Tally the lines of the data below that contain the string "shallow", with case counting. How many are there? Reply with the number alone.

START

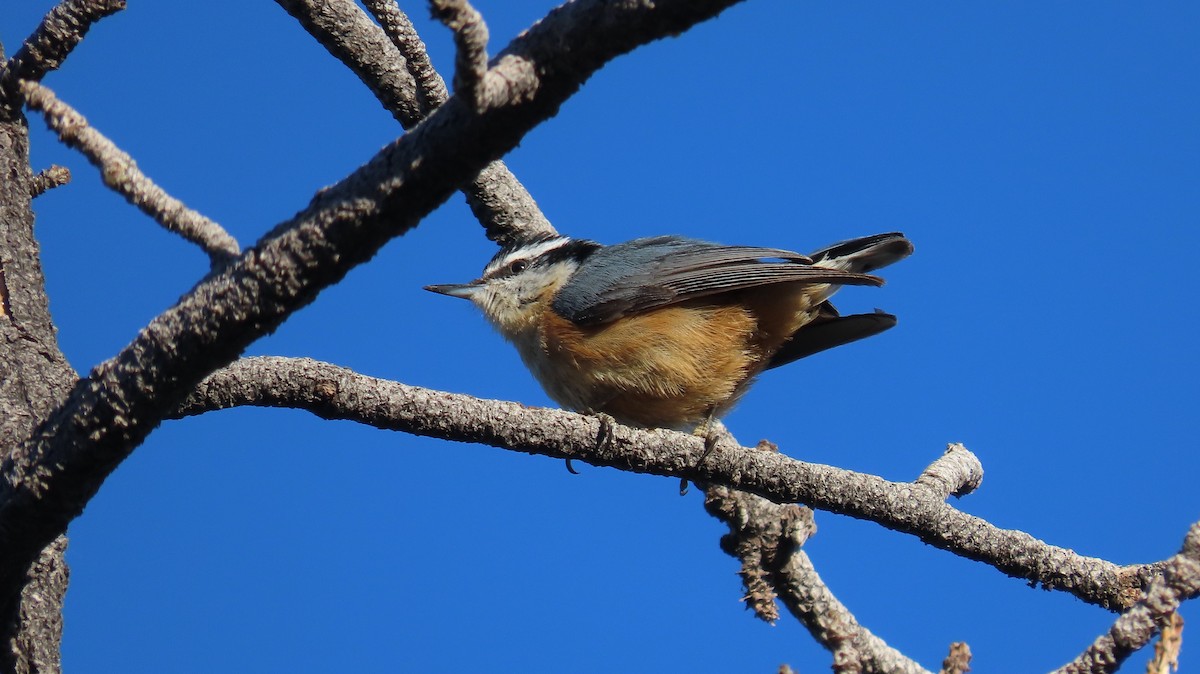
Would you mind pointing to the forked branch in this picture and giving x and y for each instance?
(121, 174)
(335, 392)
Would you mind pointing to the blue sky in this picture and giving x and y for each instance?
(1043, 157)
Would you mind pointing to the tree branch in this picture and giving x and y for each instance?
(958, 661)
(1180, 581)
(388, 66)
(123, 399)
(335, 392)
(58, 35)
(471, 48)
(767, 539)
(121, 175)
(48, 179)
(431, 90)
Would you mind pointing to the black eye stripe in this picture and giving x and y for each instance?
(570, 250)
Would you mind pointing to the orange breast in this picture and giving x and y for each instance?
(669, 367)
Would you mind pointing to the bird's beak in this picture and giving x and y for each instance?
(465, 290)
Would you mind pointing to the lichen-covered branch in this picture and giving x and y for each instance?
(49, 179)
(767, 539)
(59, 34)
(431, 90)
(52, 476)
(388, 67)
(471, 48)
(120, 173)
(335, 392)
(1180, 581)
(958, 661)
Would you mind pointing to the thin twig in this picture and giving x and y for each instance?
(496, 197)
(49, 179)
(767, 539)
(954, 474)
(1135, 627)
(471, 48)
(54, 473)
(120, 173)
(334, 392)
(400, 30)
(958, 661)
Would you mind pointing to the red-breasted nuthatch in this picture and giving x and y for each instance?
(670, 331)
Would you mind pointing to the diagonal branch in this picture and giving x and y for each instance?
(120, 173)
(497, 199)
(123, 399)
(431, 90)
(58, 35)
(767, 539)
(335, 392)
(1180, 581)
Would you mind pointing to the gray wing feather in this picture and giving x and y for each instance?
(647, 274)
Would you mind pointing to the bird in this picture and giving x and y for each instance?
(670, 331)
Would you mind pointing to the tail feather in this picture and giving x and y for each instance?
(864, 254)
(831, 330)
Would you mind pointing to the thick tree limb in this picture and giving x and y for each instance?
(388, 67)
(121, 175)
(59, 34)
(1180, 581)
(123, 399)
(335, 392)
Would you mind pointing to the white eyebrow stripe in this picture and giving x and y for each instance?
(528, 253)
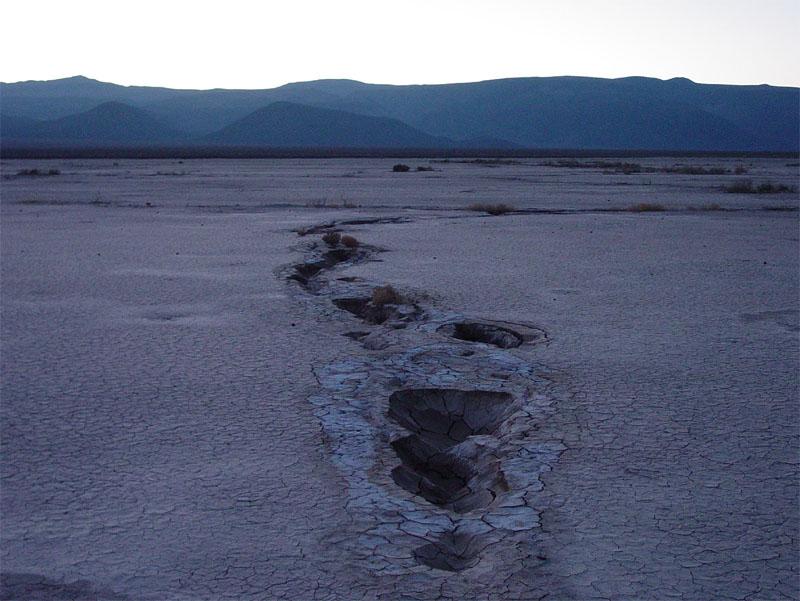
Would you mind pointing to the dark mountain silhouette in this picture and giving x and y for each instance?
(289, 124)
(552, 112)
(108, 123)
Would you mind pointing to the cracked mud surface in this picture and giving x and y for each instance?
(180, 423)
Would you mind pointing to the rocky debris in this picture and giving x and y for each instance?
(498, 334)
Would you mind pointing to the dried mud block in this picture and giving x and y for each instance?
(369, 312)
(463, 477)
(446, 460)
(443, 417)
(452, 551)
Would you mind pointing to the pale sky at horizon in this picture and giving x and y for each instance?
(240, 44)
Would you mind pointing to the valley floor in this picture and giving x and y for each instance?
(183, 419)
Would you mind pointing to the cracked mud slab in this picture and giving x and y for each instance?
(157, 436)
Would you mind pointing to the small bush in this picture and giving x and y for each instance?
(349, 242)
(497, 209)
(386, 295)
(747, 187)
(645, 207)
(331, 238)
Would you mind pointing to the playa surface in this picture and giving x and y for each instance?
(196, 403)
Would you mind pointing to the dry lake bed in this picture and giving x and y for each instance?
(584, 398)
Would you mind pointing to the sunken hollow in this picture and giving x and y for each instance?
(443, 460)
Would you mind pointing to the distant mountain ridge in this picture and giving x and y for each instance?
(633, 113)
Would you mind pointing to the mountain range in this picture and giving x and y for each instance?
(633, 113)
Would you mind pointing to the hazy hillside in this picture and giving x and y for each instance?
(288, 124)
(553, 112)
(108, 123)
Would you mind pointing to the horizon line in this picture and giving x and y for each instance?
(350, 79)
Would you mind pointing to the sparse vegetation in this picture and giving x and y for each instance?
(484, 162)
(331, 238)
(694, 170)
(492, 209)
(349, 242)
(709, 207)
(644, 207)
(386, 295)
(37, 173)
(748, 187)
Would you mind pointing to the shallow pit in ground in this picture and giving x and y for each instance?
(475, 331)
(363, 308)
(443, 417)
(452, 551)
(463, 477)
(444, 460)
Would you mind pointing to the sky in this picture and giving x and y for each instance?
(248, 44)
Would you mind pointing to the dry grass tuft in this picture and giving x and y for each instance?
(331, 238)
(386, 295)
(497, 209)
(645, 207)
(349, 242)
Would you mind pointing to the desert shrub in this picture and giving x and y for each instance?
(646, 206)
(740, 187)
(386, 295)
(496, 209)
(349, 241)
(694, 170)
(331, 238)
(773, 188)
(709, 207)
(747, 187)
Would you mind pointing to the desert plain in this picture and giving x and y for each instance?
(200, 401)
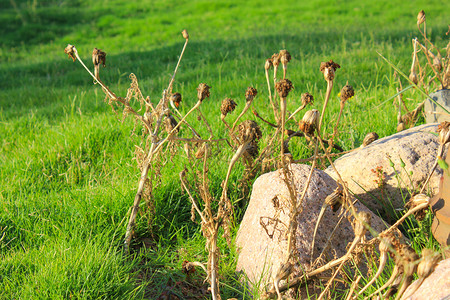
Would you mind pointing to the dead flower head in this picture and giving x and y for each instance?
(228, 106)
(346, 93)
(421, 17)
(444, 132)
(249, 131)
(370, 138)
(98, 57)
(417, 200)
(176, 99)
(307, 98)
(250, 94)
(203, 91)
(285, 57)
(268, 64)
(185, 34)
(69, 50)
(328, 69)
(310, 121)
(283, 87)
(276, 59)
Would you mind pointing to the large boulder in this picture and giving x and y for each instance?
(262, 238)
(435, 287)
(370, 176)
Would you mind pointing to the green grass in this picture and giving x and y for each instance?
(67, 171)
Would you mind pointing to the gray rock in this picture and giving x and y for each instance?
(435, 287)
(262, 239)
(416, 147)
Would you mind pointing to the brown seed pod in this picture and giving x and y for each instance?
(369, 139)
(346, 93)
(176, 99)
(228, 106)
(268, 64)
(250, 94)
(69, 50)
(328, 69)
(421, 17)
(276, 59)
(307, 98)
(428, 263)
(203, 91)
(285, 57)
(249, 131)
(417, 200)
(444, 132)
(185, 34)
(310, 121)
(98, 57)
(283, 87)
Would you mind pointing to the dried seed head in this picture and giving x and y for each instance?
(346, 93)
(283, 87)
(361, 223)
(417, 200)
(203, 91)
(185, 34)
(249, 131)
(428, 263)
(328, 69)
(69, 50)
(98, 57)
(276, 59)
(268, 64)
(413, 77)
(307, 98)
(335, 199)
(176, 99)
(285, 57)
(370, 138)
(228, 106)
(310, 121)
(420, 17)
(444, 132)
(250, 94)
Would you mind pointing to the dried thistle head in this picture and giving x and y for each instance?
(421, 17)
(250, 94)
(307, 98)
(310, 121)
(285, 57)
(417, 200)
(329, 69)
(276, 59)
(283, 87)
(428, 263)
(362, 222)
(185, 34)
(228, 106)
(203, 91)
(268, 64)
(249, 131)
(346, 93)
(370, 138)
(176, 99)
(444, 132)
(98, 57)
(69, 50)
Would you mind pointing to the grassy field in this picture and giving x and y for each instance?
(67, 174)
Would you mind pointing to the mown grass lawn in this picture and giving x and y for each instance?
(67, 172)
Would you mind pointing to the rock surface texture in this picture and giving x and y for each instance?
(435, 287)
(262, 238)
(416, 147)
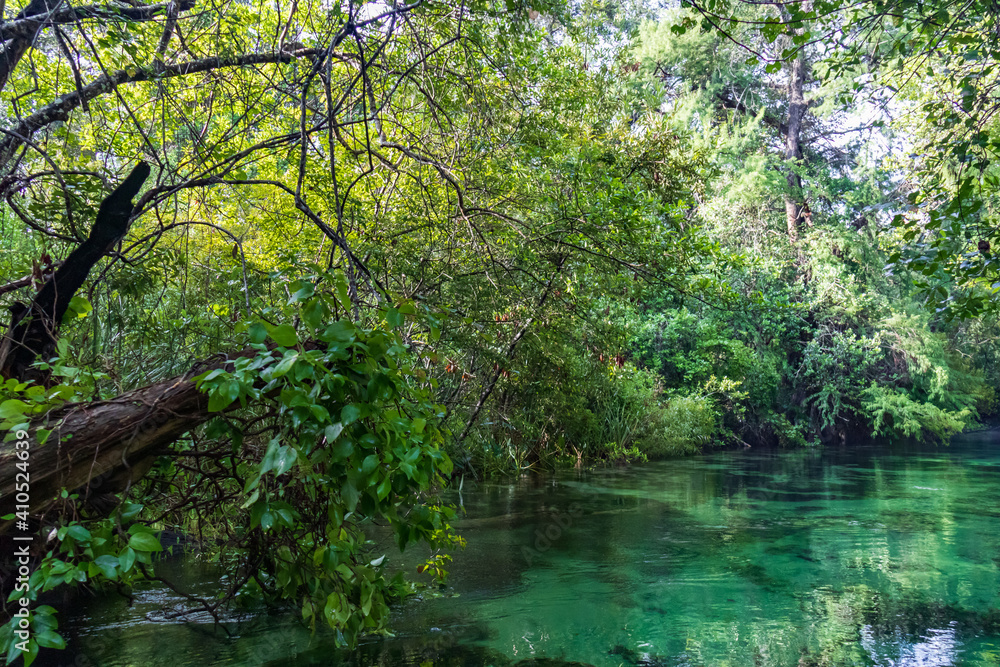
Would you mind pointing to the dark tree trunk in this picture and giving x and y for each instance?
(795, 206)
(33, 329)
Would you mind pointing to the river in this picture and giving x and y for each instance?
(838, 556)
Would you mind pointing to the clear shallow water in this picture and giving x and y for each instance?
(853, 556)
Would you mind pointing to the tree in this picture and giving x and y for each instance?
(346, 236)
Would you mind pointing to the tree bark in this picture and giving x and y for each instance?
(796, 210)
(103, 444)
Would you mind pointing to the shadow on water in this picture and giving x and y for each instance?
(805, 558)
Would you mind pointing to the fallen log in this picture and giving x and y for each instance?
(101, 444)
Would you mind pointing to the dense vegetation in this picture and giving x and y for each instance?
(393, 245)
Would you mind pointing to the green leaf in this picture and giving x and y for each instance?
(350, 414)
(126, 559)
(49, 639)
(283, 334)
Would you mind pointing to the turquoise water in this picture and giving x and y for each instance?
(852, 556)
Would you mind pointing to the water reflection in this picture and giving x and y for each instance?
(860, 556)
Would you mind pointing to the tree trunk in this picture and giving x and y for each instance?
(104, 444)
(795, 206)
(33, 329)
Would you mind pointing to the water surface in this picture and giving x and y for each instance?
(850, 556)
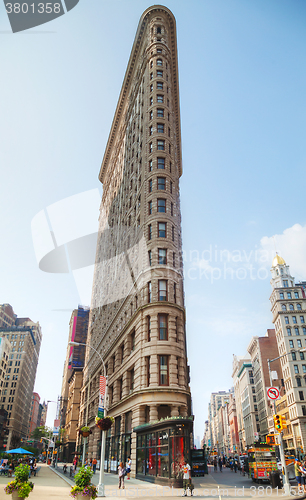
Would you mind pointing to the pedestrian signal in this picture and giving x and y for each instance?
(270, 439)
(278, 424)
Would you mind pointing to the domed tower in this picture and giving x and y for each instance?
(281, 277)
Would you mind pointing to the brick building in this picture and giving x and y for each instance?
(137, 319)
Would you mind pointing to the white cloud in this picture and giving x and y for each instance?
(291, 245)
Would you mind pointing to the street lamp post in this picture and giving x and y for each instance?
(101, 485)
(282, 453)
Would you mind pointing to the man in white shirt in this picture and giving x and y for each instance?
(186, 479)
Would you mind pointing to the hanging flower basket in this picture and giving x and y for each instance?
(104, 423)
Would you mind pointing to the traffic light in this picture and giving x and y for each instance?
(278, 424)
(270, 439)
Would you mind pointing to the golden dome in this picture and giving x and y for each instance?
(278, 261)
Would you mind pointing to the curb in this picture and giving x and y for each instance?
(68, 481)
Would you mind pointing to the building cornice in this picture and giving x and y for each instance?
(119, 118)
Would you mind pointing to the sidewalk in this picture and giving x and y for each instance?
(52, 484)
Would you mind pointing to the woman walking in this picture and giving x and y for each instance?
(121, 473)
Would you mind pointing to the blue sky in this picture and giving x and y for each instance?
(242, 91)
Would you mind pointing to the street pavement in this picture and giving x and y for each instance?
(53, 484)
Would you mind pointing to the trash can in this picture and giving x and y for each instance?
(275, 479)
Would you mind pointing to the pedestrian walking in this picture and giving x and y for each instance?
(121, 474)
(187, 479)
(128, 467)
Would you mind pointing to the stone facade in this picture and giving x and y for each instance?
(288, 306)
(16, 396)
(261, 349)
(137, 318)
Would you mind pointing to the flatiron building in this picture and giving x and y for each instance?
(137, 318)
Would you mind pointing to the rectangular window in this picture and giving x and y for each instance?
(161, 183)
(162, 290)
(163, 370)
(161, 163)
(161, 205)
(162, 230)
(162, 256)
(163, 326)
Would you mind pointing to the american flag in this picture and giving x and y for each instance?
(102, 385)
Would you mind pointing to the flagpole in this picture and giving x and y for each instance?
(101, 485)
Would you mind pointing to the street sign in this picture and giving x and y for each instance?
(273, 393)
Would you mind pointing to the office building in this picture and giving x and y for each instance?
(137, 318)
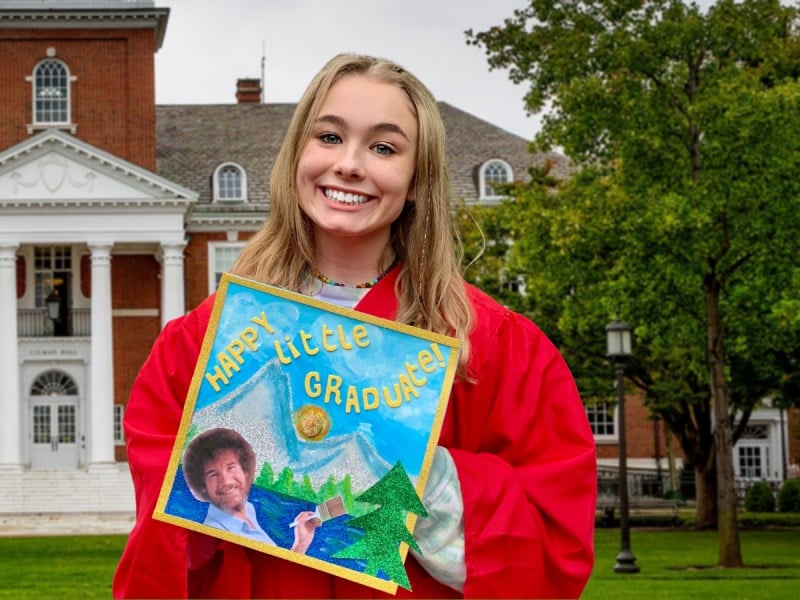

END

__SOLUTION TO THIS EXERCISE__. 2